> [Tâche assignée]: Selon le texte sur les figuiers, quelle hauteur peut atteindre Ficus polyantha ?

> [Texte du document]:
Généralités sur les figuiers
Diversité du genre Ficus
Le genre Ficus avec ses 800 espèces mondialement connues est de loin le genre le plus important numériquement de la famille des Moracées (Corner, 1962). C’est également un des quatre genres de dicotylédones les plus riches en espèces.
Le genre a une distribution pantropicale, mais certaines espèces telle que Ficus carica L., se développent sous des climats tempérés. Les Ficus sont classés en six sous genre : Ficus, Synoecia, Sycidium, Sycomorus, Pharmacosycea, Urostigma, (Berg, 2004a ; 2004b ; Dixon 2003), eux-mêmes séparés en sections et sous sections. Les figuiers sont très divers en ce qui concerne à la fois leurs formes biologiques, leurs habitats, leur densité, leur stratégie de reproduction. La majorité des espèces sont des arbustes ou des arbres de taille moyenne (15- 25m) mais pouvant atteindre 45 m de haut (Ficus polyantha; Corner, 1985). De nombreuses espèces d’Urostigma sont des étrangleurs : la plantule germe en épiphyte à la fourche d’un arbre, puis les racines se développent en enlaçant l’arbre support, jusqu’à étrangler celui-ci qui meurt. Dans la région Indo Malaise, on rencontre une centaine d’espèces qui sont épiphytes. Elles poussent sur les branches hautes de l’arbre hôte, et ne se rencontrent que dans la canopée (Corner, 1976). Quelques autres espèces sont subligneuses ou lianescentes. Les figuiers peuvent être des composants dominants de la forêt tropicale, aussi bien en savane (Troth, 1979) qu’en forêt (Gentry, 1988). Les densités des figuiers sont toujours faibles, mais varient selon les espèces de 0, 1 à 3 individus/hectare (Gauthier- Hion & Michaloud, 1989).
La moitié environ des espèces est monoïque, les autres étant dioïques. Chez les figuiers monoïques, tous les individus ne portent que des figues contenant une majorité de fleurs femelles uniovulées (de quelques dizaines chez F. mathewsii à plus de 7000 par exemple chez F. pumila ou F. vallis-choudae) et une minorité de fleurs mâles très simples.
L’autopollinisation au sein d’une même figue est interdite par une protogynie très marquée (les fleurs femelles sont matures plusieurs semaines avant les mâles), (Kerdelhue, 1997). Chez les figuiers monoïques, il y a donc production de graines et d’insectes. Par contre chez les figuiers dioïques, les arbres femelles ne produisent que des graines (pas d’insectes ni du pollen) et les autres appelés mâles ne produisent pratiquement que des pollinisateurs et pas de graines dans les fleurs femelles (Kjellberg, 1991).

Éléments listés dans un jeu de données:
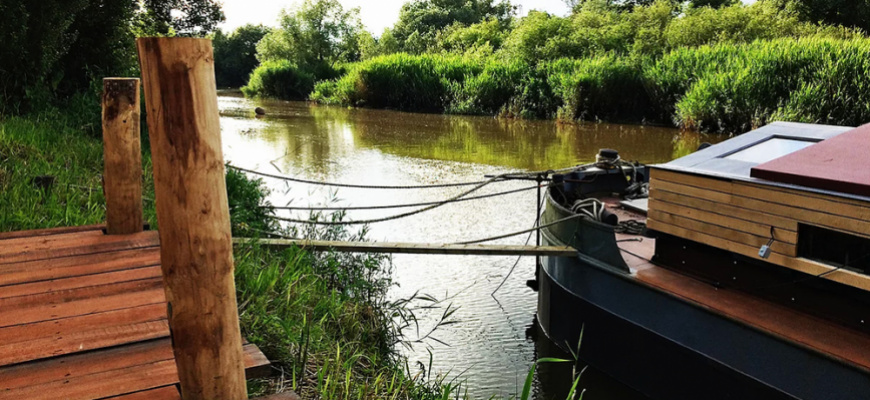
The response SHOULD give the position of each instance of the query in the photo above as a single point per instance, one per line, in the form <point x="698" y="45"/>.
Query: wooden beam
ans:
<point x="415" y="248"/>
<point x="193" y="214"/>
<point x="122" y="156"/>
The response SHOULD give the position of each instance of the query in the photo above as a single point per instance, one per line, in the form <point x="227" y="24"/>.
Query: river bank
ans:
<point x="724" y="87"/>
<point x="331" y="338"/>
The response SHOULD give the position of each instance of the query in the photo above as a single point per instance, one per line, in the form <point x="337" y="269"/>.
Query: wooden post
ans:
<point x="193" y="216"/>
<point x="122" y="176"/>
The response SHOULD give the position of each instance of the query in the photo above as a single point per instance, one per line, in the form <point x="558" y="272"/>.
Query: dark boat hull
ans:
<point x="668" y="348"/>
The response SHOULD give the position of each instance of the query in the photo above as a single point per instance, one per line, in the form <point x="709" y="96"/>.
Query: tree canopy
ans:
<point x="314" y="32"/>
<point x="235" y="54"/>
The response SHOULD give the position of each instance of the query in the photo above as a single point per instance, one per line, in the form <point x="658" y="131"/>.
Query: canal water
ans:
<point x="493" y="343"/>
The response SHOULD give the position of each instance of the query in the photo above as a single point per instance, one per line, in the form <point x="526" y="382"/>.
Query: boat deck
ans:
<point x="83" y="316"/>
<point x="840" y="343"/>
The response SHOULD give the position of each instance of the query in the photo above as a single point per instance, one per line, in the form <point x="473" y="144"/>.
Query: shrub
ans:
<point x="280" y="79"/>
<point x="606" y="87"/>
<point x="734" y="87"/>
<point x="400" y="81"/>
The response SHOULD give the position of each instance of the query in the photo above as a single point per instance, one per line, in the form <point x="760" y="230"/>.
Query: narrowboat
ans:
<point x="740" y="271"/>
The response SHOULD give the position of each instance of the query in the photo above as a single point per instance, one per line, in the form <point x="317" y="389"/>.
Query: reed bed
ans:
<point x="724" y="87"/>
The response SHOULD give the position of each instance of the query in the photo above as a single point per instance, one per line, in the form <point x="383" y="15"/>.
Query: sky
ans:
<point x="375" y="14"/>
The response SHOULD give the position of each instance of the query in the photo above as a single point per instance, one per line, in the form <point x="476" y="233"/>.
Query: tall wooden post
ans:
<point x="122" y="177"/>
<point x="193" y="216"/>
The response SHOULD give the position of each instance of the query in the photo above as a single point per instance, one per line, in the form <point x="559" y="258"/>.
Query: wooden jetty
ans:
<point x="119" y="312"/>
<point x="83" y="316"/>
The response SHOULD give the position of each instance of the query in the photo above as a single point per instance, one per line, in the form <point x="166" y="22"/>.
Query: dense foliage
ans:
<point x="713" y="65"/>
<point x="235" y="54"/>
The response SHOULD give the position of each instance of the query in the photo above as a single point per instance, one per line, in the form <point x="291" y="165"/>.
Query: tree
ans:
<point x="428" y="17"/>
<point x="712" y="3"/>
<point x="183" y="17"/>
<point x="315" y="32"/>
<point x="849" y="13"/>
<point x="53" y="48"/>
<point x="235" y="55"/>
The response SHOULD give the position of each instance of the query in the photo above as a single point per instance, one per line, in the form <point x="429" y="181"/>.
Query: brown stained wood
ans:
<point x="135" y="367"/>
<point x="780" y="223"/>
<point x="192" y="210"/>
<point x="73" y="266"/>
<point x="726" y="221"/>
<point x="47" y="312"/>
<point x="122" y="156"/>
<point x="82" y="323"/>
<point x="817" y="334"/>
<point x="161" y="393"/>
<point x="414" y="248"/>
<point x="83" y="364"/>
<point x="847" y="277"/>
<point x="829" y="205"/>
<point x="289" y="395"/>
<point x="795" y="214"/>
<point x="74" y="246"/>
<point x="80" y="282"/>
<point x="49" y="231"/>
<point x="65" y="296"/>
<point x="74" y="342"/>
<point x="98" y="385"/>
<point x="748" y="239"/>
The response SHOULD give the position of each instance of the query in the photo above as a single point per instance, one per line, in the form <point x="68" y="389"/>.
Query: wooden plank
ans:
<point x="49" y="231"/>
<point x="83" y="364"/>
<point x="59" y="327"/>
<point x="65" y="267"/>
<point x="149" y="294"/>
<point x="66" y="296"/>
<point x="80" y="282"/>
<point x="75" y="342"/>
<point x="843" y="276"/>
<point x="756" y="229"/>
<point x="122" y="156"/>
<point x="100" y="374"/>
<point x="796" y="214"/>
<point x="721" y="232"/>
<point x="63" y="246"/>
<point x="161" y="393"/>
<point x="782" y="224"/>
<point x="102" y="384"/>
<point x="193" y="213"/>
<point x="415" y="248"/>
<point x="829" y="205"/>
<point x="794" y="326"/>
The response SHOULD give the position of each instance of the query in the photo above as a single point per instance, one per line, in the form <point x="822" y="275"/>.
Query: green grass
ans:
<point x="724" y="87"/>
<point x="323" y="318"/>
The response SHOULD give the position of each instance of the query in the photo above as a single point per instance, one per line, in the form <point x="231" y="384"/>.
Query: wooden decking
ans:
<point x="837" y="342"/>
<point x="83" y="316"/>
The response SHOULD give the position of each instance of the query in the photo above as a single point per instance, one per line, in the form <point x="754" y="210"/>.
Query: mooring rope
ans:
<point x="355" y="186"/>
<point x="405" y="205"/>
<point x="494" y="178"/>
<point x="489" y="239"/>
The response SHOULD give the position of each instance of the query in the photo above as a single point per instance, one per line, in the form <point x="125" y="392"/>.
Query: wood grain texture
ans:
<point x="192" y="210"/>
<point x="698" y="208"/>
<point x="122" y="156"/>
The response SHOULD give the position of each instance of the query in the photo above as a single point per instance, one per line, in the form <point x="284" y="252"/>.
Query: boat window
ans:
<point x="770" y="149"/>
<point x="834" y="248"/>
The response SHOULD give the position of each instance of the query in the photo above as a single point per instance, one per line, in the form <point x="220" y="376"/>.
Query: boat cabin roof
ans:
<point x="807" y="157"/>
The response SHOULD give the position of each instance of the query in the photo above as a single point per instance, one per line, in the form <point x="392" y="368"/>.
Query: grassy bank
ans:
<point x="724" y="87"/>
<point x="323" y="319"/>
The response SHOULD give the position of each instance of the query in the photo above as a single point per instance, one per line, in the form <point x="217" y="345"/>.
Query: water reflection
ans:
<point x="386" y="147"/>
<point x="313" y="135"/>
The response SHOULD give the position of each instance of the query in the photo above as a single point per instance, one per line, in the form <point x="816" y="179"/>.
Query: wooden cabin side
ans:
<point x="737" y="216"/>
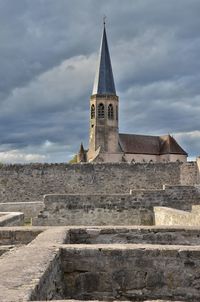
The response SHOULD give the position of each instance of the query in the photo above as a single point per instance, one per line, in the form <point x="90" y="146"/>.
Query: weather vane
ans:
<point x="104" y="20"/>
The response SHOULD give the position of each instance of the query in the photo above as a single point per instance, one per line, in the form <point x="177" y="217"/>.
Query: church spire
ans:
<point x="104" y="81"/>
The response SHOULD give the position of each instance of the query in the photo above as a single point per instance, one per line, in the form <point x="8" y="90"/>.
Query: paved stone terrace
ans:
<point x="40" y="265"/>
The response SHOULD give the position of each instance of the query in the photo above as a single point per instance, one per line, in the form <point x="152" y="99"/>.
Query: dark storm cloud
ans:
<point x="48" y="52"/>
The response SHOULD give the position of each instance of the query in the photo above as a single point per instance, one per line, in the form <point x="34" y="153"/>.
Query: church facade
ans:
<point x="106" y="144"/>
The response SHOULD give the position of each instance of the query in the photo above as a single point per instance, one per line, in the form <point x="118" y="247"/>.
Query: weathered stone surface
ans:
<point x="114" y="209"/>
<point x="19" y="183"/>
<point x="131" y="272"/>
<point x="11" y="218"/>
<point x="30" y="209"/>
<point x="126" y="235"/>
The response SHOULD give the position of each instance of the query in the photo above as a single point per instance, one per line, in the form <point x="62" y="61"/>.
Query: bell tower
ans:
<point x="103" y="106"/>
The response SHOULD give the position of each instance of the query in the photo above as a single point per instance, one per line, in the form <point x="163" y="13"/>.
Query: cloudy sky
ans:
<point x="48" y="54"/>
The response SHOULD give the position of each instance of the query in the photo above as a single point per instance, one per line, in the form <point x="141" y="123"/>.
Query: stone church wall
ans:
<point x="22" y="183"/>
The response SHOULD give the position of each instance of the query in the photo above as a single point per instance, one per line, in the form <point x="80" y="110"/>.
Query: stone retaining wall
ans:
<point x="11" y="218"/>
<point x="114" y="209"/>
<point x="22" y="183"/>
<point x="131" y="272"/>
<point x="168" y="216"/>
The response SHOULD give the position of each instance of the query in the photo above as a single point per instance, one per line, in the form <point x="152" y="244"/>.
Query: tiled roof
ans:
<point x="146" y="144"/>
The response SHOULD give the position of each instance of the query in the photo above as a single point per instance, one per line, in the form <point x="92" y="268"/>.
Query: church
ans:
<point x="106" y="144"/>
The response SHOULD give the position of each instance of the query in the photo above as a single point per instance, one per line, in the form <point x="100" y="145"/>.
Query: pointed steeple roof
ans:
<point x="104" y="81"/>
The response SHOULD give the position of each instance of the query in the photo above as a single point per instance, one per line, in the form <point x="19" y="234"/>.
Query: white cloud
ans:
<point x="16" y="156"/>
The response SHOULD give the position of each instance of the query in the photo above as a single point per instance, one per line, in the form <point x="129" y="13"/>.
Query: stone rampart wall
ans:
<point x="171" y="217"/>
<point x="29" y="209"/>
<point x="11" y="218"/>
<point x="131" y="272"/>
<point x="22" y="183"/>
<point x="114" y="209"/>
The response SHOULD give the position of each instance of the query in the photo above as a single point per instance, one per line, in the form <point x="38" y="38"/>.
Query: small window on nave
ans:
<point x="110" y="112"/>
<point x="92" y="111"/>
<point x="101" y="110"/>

> [Réponse]: Ficus polyantha peut atteindre 45 m de haut.